** Begin **

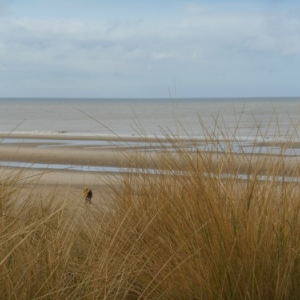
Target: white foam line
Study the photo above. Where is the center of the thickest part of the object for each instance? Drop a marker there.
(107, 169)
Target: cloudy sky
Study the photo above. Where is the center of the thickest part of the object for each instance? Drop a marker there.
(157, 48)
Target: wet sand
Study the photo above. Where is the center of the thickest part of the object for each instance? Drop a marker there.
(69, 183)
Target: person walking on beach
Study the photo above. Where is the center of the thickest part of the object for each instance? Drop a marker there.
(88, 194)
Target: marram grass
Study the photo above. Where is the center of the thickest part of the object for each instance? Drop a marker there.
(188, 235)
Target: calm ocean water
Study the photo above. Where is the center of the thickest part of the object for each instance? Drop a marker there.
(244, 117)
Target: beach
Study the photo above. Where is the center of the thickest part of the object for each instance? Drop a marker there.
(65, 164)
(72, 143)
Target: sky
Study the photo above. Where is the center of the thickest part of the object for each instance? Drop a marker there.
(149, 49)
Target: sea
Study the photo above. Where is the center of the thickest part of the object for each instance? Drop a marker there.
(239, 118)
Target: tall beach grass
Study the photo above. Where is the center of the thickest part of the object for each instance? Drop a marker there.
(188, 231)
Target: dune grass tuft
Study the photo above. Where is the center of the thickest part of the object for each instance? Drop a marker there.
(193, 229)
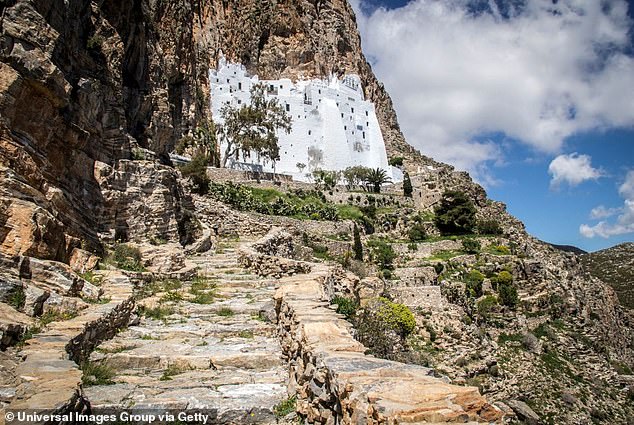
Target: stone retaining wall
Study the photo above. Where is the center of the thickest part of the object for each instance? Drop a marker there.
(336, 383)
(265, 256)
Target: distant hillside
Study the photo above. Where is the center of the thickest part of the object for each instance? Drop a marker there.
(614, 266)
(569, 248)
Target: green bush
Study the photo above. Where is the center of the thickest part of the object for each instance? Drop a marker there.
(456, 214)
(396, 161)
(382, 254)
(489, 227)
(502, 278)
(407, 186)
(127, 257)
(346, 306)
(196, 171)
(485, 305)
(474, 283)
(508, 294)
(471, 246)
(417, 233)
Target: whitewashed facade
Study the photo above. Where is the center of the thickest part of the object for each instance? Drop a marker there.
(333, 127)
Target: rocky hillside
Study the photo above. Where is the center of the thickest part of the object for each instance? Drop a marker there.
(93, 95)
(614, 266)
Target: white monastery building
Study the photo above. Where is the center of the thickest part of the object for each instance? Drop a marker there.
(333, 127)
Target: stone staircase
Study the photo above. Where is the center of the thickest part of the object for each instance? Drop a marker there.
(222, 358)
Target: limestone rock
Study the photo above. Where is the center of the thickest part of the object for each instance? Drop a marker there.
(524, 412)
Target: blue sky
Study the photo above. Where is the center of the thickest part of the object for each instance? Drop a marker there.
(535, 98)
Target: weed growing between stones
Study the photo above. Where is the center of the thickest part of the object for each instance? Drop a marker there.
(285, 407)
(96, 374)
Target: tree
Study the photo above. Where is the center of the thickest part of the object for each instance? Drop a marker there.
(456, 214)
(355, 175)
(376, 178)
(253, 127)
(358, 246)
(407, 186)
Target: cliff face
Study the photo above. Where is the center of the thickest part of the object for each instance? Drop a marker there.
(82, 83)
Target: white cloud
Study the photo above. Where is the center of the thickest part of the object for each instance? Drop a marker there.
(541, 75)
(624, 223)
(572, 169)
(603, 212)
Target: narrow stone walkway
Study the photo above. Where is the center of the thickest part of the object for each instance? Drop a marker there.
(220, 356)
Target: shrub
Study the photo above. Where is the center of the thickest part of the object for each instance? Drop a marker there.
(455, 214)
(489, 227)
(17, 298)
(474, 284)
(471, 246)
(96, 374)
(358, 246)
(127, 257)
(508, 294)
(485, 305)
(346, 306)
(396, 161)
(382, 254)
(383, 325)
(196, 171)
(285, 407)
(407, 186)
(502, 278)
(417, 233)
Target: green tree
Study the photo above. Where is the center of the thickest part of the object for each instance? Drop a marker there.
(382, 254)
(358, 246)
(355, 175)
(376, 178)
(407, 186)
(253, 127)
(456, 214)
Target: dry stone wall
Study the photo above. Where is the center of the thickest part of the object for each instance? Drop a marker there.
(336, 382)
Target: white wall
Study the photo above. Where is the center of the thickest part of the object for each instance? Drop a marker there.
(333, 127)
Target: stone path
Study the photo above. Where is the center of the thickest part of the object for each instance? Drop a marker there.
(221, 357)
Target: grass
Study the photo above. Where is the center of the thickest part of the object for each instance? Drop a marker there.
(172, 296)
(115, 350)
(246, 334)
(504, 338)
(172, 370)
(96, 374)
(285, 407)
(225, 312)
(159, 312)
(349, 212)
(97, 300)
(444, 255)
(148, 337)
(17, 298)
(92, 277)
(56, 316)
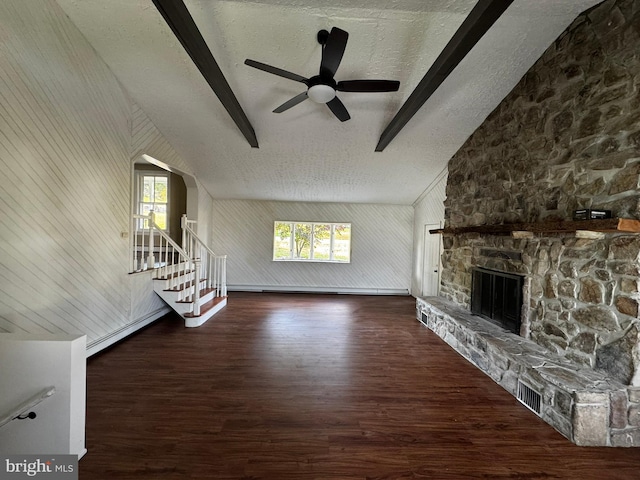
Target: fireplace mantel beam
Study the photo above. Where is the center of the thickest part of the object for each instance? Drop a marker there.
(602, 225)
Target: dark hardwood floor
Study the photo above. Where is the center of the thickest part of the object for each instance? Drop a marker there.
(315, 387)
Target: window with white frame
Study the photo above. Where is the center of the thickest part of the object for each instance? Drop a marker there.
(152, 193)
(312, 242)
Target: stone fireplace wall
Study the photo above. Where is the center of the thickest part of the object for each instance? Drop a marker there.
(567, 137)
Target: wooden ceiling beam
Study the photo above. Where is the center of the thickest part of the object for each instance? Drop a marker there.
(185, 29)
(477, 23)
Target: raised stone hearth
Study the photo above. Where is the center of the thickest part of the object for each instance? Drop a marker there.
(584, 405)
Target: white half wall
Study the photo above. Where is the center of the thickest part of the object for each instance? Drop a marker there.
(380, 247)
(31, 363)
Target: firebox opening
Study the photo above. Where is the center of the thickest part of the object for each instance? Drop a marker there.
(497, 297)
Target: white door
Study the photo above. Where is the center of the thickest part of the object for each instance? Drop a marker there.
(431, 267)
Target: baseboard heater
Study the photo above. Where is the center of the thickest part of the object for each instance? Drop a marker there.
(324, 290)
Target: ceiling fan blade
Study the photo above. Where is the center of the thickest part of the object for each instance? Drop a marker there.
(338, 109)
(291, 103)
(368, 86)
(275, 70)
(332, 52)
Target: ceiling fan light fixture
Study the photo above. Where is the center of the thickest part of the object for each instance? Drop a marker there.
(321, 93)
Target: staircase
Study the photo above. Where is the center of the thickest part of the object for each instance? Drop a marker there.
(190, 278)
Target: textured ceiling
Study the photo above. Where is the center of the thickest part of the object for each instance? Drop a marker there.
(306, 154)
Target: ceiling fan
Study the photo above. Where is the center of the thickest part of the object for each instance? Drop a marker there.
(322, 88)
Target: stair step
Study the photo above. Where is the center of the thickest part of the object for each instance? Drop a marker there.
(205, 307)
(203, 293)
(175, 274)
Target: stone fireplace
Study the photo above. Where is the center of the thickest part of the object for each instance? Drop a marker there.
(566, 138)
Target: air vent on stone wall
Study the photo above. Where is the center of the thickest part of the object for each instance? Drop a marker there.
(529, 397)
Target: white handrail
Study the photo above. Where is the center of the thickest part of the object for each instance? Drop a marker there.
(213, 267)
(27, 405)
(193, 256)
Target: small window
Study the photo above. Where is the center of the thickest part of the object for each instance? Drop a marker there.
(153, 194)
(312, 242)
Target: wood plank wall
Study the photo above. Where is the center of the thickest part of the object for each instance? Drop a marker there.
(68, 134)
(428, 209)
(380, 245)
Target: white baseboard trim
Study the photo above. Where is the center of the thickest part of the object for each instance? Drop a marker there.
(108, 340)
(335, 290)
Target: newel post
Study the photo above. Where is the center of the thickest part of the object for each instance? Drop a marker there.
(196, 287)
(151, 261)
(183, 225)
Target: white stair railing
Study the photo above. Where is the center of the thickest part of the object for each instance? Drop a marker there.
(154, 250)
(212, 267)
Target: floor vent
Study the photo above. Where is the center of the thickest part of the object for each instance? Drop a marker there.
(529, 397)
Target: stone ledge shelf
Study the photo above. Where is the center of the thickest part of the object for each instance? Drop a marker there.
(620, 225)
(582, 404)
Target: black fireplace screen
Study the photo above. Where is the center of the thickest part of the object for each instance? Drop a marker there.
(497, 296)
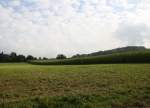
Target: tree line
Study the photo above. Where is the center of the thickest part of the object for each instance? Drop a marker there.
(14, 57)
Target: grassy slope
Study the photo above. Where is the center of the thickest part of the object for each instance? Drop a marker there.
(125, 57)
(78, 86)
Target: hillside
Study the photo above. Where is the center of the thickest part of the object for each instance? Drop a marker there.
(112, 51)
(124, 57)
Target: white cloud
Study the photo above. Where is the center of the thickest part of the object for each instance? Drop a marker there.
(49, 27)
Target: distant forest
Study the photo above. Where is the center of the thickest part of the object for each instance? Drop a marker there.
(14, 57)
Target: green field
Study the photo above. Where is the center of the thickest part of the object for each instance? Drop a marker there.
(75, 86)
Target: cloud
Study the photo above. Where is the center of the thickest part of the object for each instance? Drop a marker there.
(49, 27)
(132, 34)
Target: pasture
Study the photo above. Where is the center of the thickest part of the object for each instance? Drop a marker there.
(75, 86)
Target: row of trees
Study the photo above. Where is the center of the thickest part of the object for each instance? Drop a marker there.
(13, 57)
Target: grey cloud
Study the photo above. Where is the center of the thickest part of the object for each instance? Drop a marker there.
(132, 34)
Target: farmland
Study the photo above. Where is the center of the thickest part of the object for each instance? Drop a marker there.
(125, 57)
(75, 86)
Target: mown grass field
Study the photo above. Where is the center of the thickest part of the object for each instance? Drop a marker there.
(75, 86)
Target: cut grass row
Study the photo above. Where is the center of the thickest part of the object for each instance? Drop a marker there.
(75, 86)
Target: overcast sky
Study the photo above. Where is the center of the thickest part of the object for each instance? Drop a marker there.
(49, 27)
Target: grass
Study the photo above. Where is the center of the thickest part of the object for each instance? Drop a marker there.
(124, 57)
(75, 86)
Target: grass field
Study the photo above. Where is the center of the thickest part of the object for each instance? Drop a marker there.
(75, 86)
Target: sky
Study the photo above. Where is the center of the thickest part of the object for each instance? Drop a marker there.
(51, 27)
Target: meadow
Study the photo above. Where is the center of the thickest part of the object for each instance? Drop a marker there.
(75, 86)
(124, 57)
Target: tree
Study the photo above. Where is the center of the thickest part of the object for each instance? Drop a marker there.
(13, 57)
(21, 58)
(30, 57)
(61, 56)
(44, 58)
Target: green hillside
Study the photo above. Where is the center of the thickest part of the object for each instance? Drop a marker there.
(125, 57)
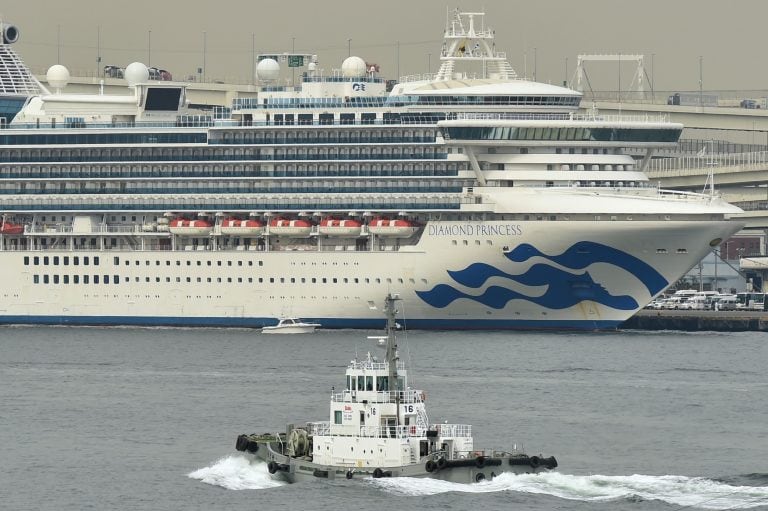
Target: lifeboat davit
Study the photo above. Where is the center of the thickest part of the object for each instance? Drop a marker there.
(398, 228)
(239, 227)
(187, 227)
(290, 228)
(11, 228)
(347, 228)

** End **

== PROMPT ==
Emit the lines of the data above from the one containing "Target: overcast sky" through its final line, both endpoints included. Pictures do not belong in the output.

== ANSWER ==
Target: overcast sky
Study the photo above. Where is the center of the thickest part of the object for each instance? Drop a marker there.
(49, 27)
Target: grass
Study the photo above. Where is the center of the thickest part of the object for each instance? Drop a marker there.
(124, 57)
(75, 86)
Target: grass field
Study the photo above. Where is the center of the thickest part of the object for each instance? Drop a marker there.
(75, 86)
Target: sky
Study the photo above. Where is the center of the thickest part of the object for each instance? Drop a marker there.
(51, 27)
Target: meadow
Study the photo above. Where is the center of the thickest part of the object for each instance? Drop a marker there.
(75, 86)
(124, 57)
Target: tree
Study the photo above. Where is the center of the thickest part of the object for each instance? Drop a marker there.
(13, 57)
(21, 58)
(30, 57)
(61, 56)
(44, 58)
Target: green hillside
Study the photo above. Where is the center of the thickest part of the object for each instance? Drop a marker there.
(125, 57)
Target: lifeboat davit
Study the photo above. Where is the center of the thickest part of the object for each instance? Drop a marker there.
(398, 228)
(239, 227)
(187, 227)
(290, 228)
(11, 228)
(347, 228)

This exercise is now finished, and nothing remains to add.